(Dataset entries)

..........

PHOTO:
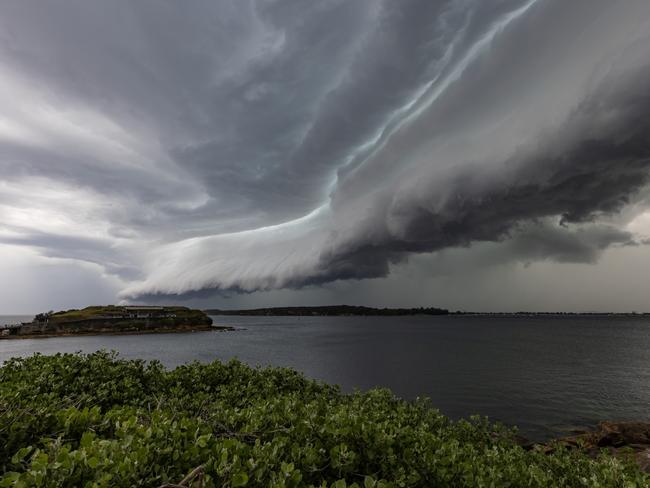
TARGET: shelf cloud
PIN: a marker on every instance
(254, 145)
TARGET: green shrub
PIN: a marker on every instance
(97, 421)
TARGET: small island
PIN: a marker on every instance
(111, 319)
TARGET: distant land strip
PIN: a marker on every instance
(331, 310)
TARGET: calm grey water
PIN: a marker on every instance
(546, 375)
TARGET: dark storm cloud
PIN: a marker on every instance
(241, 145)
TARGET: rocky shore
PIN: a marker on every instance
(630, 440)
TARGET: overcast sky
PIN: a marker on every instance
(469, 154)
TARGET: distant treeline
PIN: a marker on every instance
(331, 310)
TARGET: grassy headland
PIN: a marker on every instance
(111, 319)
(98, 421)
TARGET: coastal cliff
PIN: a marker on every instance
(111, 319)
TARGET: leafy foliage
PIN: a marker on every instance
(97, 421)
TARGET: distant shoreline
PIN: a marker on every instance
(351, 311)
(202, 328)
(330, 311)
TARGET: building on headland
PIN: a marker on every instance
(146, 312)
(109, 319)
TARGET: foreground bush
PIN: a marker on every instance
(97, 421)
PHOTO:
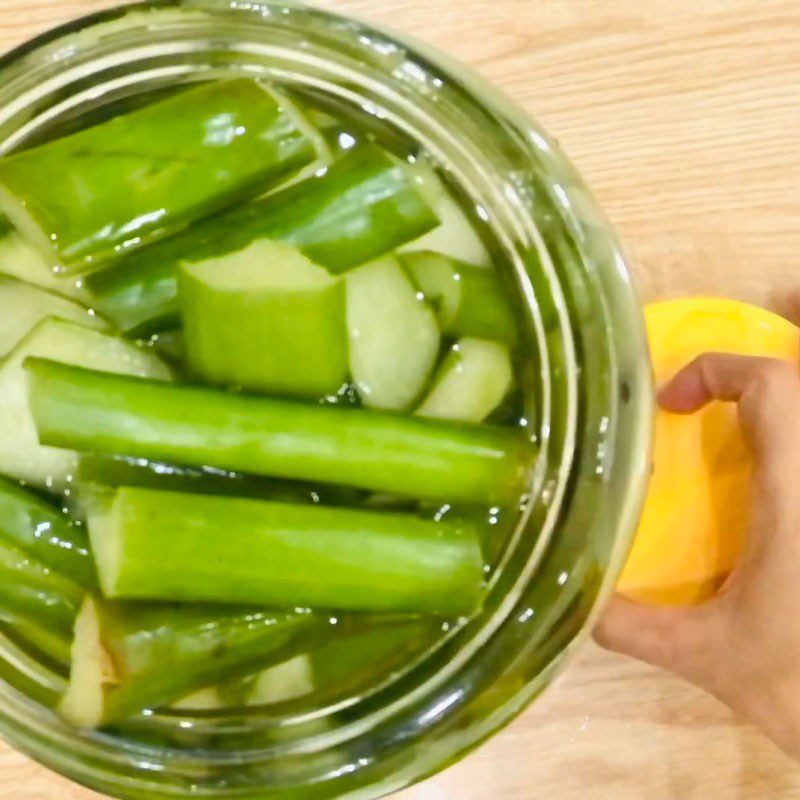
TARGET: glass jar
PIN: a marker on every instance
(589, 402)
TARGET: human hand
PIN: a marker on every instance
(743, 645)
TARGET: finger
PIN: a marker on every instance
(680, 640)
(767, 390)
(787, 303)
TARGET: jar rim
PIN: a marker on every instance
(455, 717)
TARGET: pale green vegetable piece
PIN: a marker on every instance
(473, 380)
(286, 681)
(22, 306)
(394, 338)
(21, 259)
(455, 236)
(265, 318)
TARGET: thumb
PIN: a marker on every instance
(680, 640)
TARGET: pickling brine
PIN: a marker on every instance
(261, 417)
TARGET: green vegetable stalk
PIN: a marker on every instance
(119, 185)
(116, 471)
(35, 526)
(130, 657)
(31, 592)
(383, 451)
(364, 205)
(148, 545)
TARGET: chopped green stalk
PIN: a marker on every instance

..........

#### What you need to do
Every record above must be printed exactly, except for its images.

#### Answer to this exercise
PHOTO:
TARGET: shelf cloud
PIN: a marker on every instance
(254, 145)
TARGET: green shrub
PIN: a marker on every instance
(97, 421)
TARGET: small island
PIN: a marker on every instance
(111, 319)
TARGET: distant land strip
PIN: a marker on every instance
(331, 310)
TARGET: calm grey water
PIN: a marker on every instance
(546, 375)
TARGET: dark storm cloud
PIN: a marker on every instance
(241, 145)
TARGET: rocky shore
PIN: a marker on every instance
(630, 440)
TARGET: overcast sky
PIN: a marker on every instance
(469, 154)
TARGET: distant treeline
PIN: a marker on every instance
(331, 310)
TARGET: grassy headland
PIN: a marker on every instance
(111, 319)
(98, 421)
TARGET: coastal cliff
PIN: a marker on every instance
(111, 319)
TARGET: leafy foliage
PIN: a marker on every instance
(97, 421)
TARGET: distant shoreline
PIN: a marker on every instance
(351, 311)
(202, 328)
(330, 311)
TARGET: building on headland
PIN: a marker on every instance
(146, 312)
(109, 319)
TARGET: foreground bush
PIN: a marker on every instance
(97, 421)
PHOTO:
TARGET: glass jar
PIN: a marker on every instance
(589, 402)
TARGET: human hand
PIN: a marker on every instance
(743, 645)
TARGET: finger
PIN: a marker on every instance
(680, 640)
(767, 390)
(787, 303)
TARGET: jar rim
PIN: a marker on every instance
(455, 717)
TARGET: pale green vegetable piece
PIN: a marker on every instance
(473, 380)
(286, 681)
(22, 306)
(394, 338)
(21, 259)
(455, 236)
(265, 318)
TARGET: thumb
PIN: a marker on every instance
(680, 640)
TARGET: pickling brine
PIN: a marker on every instance
(261, 417)
TARGET: green vegetable stalk
PIN: a marker on every instance
(119, 185)
(116, 471)
(35, 526)
(130, 657)
(31, 592)
(383, 451)
(364, 205)
(148, 545)
TARGET: chopped green stalk
PIN: a marker on every instance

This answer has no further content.